What you have to do → Filter these entries so that only lines with the word "traffic" remain.
### Exercise data
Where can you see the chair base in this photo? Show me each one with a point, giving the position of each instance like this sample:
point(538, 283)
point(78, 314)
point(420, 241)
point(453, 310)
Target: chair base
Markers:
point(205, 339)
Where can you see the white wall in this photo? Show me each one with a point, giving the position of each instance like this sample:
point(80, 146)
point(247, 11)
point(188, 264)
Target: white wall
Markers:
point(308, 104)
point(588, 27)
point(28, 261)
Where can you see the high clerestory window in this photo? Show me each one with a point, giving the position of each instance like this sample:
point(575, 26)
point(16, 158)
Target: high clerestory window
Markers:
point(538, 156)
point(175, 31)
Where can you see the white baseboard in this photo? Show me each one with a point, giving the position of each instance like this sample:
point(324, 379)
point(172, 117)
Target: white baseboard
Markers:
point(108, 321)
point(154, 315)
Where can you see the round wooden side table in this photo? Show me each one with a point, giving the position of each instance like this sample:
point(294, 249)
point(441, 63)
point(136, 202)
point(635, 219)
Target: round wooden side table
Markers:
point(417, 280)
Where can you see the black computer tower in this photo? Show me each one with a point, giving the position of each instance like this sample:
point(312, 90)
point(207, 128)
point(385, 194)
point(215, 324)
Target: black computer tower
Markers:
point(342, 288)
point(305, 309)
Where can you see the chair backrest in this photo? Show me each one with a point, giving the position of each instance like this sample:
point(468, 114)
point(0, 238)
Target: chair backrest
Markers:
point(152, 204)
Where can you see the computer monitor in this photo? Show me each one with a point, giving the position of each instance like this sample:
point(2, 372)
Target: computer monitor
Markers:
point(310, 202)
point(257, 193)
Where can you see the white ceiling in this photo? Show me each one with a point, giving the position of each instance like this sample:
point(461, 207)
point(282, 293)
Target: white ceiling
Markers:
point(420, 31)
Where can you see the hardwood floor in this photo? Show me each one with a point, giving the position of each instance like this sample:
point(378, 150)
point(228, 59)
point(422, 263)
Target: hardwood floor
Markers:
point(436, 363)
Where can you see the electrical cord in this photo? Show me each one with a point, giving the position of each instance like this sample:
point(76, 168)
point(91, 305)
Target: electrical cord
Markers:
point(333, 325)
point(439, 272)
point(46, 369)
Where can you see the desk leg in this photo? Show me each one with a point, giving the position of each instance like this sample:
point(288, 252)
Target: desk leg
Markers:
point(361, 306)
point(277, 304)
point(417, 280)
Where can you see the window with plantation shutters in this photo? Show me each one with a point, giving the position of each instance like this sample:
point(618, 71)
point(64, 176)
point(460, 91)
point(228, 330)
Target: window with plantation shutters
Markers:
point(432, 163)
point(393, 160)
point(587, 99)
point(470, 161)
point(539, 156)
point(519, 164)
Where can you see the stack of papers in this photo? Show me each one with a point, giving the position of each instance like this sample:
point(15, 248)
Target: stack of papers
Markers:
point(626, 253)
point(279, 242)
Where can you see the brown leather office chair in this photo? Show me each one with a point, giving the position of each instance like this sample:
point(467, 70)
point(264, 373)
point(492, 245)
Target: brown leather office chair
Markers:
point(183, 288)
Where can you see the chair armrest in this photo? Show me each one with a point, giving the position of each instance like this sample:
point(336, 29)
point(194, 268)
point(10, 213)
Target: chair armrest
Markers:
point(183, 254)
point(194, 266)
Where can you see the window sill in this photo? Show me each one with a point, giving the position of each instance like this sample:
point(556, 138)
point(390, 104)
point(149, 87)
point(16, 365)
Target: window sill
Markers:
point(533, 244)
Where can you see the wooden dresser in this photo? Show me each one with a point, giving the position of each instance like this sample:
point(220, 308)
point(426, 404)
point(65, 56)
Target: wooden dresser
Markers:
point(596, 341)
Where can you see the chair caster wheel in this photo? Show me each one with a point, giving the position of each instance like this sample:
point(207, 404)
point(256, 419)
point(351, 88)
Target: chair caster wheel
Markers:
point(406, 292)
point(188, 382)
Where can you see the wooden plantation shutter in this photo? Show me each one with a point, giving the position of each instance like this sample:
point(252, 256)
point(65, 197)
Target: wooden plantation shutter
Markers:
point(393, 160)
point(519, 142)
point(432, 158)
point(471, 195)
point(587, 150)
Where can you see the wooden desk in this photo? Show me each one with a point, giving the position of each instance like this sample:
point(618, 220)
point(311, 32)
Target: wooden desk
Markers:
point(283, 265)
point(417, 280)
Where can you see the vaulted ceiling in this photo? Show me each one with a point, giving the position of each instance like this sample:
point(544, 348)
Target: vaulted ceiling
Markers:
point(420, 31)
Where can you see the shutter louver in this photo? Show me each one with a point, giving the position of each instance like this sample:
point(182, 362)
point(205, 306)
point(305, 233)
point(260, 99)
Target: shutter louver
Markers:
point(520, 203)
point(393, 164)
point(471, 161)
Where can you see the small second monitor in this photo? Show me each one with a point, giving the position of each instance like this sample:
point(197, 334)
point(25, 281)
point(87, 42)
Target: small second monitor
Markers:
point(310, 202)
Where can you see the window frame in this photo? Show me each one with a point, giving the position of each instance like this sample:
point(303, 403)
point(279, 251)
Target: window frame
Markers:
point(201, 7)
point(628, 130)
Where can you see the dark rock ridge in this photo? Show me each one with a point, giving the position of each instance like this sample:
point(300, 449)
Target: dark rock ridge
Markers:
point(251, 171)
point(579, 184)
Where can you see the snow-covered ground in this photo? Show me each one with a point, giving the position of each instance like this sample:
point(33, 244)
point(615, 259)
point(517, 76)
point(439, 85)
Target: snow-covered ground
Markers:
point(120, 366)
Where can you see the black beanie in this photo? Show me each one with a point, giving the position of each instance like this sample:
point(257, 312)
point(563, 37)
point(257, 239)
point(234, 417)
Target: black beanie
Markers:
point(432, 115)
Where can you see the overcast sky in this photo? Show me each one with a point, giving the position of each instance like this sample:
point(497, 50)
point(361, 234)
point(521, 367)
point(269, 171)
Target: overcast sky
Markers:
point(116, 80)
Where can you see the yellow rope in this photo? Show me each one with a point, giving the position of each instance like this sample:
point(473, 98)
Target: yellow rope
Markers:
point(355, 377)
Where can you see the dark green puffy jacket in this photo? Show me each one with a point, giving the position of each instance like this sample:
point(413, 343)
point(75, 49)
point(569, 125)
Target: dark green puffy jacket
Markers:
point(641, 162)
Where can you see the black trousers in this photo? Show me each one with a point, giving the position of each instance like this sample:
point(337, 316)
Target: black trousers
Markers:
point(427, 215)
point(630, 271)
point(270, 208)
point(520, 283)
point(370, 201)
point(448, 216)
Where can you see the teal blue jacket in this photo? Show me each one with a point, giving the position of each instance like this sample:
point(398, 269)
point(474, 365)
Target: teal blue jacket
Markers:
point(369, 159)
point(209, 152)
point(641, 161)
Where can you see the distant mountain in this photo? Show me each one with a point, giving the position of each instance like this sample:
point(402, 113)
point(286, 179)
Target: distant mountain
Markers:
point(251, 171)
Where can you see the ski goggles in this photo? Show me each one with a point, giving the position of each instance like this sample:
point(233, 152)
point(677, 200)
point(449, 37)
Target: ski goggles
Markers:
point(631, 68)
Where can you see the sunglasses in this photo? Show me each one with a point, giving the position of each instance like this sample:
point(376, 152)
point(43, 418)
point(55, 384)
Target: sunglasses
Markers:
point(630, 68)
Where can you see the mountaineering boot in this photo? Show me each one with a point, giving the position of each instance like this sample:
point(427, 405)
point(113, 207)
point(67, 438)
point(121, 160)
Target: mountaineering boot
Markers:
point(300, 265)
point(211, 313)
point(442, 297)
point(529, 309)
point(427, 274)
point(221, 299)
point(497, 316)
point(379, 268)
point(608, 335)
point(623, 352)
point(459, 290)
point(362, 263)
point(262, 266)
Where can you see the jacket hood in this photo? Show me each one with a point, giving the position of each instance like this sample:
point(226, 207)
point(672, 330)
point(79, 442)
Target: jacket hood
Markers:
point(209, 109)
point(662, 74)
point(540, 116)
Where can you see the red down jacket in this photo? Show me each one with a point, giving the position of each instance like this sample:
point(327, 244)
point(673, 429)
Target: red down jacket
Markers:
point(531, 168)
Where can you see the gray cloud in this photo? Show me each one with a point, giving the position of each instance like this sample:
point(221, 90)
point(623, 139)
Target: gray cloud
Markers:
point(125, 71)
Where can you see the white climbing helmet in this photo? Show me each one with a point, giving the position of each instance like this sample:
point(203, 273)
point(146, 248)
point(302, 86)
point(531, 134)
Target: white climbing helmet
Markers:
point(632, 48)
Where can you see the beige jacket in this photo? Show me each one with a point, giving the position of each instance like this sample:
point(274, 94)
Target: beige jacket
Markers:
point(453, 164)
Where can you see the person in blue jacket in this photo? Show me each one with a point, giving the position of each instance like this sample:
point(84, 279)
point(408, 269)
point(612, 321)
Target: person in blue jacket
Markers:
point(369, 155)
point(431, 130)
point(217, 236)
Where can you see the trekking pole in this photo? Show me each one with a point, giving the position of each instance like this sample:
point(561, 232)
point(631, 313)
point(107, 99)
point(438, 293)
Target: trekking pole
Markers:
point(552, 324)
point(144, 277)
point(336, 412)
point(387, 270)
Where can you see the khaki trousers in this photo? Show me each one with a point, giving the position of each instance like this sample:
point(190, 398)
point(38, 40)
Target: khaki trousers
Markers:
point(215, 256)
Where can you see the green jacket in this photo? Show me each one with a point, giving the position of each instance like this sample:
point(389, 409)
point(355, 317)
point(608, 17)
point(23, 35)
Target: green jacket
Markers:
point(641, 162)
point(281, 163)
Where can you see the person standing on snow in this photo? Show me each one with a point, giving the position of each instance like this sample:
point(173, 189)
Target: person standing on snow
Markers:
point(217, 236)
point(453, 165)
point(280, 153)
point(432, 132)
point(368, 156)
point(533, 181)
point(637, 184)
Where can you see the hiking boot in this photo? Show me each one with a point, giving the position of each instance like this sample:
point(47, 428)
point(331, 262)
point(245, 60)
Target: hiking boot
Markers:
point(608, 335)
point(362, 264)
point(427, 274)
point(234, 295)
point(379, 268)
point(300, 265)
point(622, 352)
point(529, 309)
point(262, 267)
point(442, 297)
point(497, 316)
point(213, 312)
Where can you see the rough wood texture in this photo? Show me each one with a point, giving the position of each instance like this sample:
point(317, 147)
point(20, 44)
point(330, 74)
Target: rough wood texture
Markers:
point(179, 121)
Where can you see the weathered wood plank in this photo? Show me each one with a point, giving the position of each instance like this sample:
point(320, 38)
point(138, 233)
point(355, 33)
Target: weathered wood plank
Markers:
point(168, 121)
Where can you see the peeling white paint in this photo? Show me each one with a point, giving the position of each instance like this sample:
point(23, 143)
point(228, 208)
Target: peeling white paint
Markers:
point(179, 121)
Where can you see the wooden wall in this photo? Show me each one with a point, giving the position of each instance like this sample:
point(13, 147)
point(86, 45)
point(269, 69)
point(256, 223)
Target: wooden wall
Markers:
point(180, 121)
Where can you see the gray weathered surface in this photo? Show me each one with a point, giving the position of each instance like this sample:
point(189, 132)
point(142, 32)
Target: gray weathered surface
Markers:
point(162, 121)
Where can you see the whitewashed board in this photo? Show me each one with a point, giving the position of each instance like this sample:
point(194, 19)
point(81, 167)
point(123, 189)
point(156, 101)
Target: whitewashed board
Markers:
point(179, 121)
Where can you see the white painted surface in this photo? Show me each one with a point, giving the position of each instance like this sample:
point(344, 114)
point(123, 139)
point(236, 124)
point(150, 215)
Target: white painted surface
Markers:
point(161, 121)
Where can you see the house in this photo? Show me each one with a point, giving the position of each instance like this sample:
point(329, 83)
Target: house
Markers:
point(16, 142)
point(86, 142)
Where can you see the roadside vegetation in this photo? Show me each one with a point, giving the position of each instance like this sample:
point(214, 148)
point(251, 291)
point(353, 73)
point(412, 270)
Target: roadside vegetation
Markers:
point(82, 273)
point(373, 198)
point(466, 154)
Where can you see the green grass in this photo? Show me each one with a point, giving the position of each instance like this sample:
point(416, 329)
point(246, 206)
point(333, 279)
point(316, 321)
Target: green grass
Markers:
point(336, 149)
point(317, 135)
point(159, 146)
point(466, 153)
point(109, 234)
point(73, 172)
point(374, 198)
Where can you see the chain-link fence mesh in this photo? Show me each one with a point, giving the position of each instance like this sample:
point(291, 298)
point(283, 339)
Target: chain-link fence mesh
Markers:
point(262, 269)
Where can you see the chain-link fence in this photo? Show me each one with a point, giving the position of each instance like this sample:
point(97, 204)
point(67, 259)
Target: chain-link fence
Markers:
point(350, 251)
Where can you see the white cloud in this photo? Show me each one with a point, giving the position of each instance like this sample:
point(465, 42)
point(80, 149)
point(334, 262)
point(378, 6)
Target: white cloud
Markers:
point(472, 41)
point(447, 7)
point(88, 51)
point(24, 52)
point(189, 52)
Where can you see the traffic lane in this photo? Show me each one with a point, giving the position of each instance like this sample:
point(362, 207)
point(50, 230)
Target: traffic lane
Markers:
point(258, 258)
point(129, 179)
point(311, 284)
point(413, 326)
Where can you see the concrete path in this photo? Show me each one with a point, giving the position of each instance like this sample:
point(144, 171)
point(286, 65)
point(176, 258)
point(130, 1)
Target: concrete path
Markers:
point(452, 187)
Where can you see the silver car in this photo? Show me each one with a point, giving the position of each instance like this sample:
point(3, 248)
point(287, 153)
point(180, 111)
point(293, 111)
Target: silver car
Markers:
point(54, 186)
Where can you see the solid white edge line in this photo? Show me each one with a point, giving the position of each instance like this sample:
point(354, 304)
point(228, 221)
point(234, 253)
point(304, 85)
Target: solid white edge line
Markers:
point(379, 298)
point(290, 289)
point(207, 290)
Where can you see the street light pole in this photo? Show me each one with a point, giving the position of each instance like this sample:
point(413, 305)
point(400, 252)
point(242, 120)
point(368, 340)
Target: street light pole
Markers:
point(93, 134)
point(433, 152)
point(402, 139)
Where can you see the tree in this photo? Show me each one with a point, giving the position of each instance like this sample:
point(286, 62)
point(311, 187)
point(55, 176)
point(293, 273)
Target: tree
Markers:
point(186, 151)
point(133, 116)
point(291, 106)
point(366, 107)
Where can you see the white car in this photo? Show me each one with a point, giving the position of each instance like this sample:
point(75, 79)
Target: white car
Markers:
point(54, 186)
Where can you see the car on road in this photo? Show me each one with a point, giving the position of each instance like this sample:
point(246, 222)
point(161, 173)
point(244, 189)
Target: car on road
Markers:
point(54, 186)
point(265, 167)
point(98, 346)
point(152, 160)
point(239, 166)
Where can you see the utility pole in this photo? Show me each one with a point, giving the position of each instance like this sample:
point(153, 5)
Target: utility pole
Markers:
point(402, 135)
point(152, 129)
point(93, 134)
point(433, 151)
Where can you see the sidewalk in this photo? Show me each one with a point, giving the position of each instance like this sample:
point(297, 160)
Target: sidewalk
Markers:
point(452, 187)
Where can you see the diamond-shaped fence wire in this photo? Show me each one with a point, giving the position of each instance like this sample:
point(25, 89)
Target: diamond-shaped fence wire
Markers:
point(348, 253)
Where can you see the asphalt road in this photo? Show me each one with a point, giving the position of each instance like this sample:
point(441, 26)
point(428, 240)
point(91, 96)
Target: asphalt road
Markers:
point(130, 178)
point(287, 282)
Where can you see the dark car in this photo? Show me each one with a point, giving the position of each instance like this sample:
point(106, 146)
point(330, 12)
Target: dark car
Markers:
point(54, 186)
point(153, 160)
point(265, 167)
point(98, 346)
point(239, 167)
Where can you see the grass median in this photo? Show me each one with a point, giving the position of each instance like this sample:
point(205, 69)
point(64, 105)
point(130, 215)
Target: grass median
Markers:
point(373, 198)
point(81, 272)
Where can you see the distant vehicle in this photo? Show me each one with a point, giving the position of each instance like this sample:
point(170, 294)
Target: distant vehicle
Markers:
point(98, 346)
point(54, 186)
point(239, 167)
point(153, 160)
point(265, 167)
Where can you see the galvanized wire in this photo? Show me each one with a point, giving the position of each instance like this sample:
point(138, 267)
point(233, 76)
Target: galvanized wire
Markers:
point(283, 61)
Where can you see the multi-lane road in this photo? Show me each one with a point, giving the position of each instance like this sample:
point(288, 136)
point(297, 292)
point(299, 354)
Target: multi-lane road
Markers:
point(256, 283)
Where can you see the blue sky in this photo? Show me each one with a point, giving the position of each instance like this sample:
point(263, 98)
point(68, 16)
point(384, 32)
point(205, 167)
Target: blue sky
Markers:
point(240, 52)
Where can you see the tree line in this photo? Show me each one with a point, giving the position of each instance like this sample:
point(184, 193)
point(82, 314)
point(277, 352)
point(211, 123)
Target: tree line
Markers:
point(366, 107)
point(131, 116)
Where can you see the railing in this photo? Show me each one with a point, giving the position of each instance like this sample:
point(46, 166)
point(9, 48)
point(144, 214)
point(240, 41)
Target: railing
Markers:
######
Exercise response →
Where can you see the traffic lane in this photo? Show me each one with a point, giving the position of each instance like this sample:
Target: traffic lane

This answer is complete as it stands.